------ Task data ------

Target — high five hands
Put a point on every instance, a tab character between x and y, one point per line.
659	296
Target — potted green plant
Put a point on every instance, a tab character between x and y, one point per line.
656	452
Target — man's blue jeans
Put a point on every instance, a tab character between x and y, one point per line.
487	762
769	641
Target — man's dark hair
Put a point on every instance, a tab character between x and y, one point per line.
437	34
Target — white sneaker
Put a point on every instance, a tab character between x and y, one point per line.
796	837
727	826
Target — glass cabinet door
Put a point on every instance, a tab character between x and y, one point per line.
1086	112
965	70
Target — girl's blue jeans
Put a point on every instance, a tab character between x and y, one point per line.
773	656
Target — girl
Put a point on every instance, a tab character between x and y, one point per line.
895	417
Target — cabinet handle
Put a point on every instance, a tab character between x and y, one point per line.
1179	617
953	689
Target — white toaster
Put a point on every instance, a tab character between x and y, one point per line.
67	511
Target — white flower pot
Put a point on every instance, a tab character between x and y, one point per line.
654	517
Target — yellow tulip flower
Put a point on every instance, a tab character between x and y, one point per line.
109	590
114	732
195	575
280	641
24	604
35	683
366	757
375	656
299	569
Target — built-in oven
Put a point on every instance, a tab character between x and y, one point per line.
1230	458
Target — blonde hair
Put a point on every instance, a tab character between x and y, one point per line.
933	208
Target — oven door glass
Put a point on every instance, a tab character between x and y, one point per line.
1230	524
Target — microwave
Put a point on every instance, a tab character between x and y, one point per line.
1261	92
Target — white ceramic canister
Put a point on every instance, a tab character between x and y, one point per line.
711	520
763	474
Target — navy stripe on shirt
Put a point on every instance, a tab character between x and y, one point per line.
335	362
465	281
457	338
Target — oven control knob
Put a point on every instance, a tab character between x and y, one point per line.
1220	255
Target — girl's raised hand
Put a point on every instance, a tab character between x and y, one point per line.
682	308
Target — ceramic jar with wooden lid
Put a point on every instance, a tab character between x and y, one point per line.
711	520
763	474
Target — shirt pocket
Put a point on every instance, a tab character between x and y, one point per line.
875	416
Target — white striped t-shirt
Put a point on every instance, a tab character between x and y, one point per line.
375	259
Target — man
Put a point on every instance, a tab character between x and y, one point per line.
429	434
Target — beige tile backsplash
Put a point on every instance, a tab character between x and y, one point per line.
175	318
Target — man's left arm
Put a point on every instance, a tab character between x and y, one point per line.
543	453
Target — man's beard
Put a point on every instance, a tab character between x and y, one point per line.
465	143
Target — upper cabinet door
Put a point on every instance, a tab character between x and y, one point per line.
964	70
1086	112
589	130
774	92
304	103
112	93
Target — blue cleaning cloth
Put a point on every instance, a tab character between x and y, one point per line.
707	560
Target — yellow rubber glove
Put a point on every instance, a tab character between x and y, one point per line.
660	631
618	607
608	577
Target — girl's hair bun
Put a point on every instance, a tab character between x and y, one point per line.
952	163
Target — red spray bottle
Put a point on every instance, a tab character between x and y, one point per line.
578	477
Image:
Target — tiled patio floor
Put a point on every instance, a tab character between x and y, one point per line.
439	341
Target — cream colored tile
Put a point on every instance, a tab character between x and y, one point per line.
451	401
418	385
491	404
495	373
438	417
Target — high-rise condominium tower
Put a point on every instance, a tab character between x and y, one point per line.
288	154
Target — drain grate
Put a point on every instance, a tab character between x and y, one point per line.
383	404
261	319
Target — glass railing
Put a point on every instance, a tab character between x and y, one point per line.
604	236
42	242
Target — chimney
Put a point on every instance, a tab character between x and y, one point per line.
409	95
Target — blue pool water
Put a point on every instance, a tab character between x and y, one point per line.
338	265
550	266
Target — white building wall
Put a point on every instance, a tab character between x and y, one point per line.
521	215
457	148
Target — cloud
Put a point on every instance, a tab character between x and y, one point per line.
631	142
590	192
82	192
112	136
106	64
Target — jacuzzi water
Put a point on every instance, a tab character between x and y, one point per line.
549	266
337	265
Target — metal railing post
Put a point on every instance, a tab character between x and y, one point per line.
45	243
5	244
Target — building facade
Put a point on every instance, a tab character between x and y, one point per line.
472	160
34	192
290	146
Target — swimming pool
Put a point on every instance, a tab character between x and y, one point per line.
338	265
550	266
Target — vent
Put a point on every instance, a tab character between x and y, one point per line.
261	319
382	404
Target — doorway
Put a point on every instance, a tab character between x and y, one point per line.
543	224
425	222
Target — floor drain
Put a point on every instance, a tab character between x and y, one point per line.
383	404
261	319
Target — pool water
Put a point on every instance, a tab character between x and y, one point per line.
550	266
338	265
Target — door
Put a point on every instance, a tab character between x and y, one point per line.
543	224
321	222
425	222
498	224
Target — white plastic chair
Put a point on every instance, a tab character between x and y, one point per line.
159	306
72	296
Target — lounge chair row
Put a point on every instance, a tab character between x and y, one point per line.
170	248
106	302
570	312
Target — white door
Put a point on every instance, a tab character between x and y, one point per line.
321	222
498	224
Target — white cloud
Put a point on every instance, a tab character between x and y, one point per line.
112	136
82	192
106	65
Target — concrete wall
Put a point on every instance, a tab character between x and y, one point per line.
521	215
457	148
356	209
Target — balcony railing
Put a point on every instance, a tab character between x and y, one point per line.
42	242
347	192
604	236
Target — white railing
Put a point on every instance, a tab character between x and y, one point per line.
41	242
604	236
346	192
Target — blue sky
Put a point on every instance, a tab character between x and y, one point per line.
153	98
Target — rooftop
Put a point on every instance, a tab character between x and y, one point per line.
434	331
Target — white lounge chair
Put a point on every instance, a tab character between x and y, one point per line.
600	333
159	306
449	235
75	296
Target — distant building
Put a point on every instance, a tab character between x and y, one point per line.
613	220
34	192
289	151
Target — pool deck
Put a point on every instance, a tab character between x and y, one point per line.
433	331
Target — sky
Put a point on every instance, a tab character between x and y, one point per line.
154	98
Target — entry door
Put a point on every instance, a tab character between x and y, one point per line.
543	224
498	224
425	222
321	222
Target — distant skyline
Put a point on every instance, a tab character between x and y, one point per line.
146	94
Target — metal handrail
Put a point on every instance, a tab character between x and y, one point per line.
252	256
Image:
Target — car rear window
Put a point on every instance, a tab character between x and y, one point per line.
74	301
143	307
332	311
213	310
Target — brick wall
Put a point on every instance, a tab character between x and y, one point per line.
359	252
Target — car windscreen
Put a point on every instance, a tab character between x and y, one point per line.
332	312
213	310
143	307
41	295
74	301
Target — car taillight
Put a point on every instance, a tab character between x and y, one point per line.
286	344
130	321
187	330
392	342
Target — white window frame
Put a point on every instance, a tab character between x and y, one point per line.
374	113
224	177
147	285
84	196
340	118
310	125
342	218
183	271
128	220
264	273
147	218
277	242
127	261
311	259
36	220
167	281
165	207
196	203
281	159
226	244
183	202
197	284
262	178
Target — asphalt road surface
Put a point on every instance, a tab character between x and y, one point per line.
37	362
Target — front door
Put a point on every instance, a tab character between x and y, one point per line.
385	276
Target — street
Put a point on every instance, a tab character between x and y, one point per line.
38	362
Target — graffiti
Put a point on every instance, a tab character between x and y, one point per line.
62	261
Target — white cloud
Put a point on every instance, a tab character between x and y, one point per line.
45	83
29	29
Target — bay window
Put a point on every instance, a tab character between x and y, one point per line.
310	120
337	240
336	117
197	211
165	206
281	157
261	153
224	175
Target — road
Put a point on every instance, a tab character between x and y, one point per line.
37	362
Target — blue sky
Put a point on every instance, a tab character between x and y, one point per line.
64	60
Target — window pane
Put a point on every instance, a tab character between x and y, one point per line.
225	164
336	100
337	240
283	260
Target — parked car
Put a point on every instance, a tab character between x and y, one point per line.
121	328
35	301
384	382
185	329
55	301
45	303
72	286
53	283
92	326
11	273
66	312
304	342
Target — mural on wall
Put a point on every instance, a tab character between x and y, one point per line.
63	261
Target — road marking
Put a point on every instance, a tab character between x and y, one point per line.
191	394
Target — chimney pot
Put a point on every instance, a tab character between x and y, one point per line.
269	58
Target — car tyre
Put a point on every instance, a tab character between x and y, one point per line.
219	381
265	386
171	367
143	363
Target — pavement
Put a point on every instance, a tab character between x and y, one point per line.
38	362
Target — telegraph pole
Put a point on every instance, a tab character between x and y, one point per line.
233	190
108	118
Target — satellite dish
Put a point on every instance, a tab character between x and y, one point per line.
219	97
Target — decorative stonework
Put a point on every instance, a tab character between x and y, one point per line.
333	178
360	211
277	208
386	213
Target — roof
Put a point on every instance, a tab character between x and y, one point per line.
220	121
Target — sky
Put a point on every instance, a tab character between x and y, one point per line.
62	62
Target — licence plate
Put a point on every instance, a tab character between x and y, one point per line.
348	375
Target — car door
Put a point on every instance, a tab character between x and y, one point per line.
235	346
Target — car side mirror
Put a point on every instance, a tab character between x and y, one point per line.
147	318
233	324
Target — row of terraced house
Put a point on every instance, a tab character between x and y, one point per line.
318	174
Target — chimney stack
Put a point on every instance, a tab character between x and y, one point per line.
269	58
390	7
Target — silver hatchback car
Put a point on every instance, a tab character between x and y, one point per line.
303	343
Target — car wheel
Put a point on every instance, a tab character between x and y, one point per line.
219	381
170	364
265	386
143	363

------

*Set task:* Beginning at the line that contains "Target — road marking", retype each line of the listing up to and including the last one, exactly as it stands, and nothing else.

*Response to this task:*
Target — road marking
Put a point on every instance, a tab character between x and y, one point per line.
191	394
Target — chimney pot
Put a point on every instance, a tab character between x and y, one point per line.
269	58
Target — car tyre
Put a point on every instance, a tab character between x and y, one point per line.
219	381
265	386
171	367
143	363
Target — pavement
Put a point on every instance, a tab character between x and y, one point per line.
38	362
Target — telegraph pole
Put a point on every instance, a tab character between x and y, one point per line.
233	190
108	118
Target — satellite dish
Put a point on every instance, a tab character between x and y, one point per line.
219	97
Target — decorative stonework
Put a point on every instance, a tab character between x and y, one point per line.
333	178
360	211
277	208
386	213
Target — roof
Put a point on every instance, a tab character between x and y, one point per line.
220	121
Target — sky
Put a point on every instance, a tab character between x and y, one point per line.
62	62
Target — licence plate
Put a point on every instance, a tab character between x and y, one point per line.
348	375
Target — car door
Put a point on every instance, a tab character between x and y, one point per line.
235	346
Target — car side mirror
Put a point on every instance, a tab character between x and y, one point per line.
147	318
233	324
Target — row of terraced house
Put a point on every instance, a tab character between x and y, one point per line.
318	174
Target — chimney stack
Put a point on every instance, a tab character between x and y, one point per line.
269	58
390	7
Target — silver hatchback car
Put a point on every instance, a tab character between x and y, one point per line.
303	343
Target — car wheel
Put a point on every instance, a tab character between x and y, one point per line.
219	381
170	364
265	386
143	363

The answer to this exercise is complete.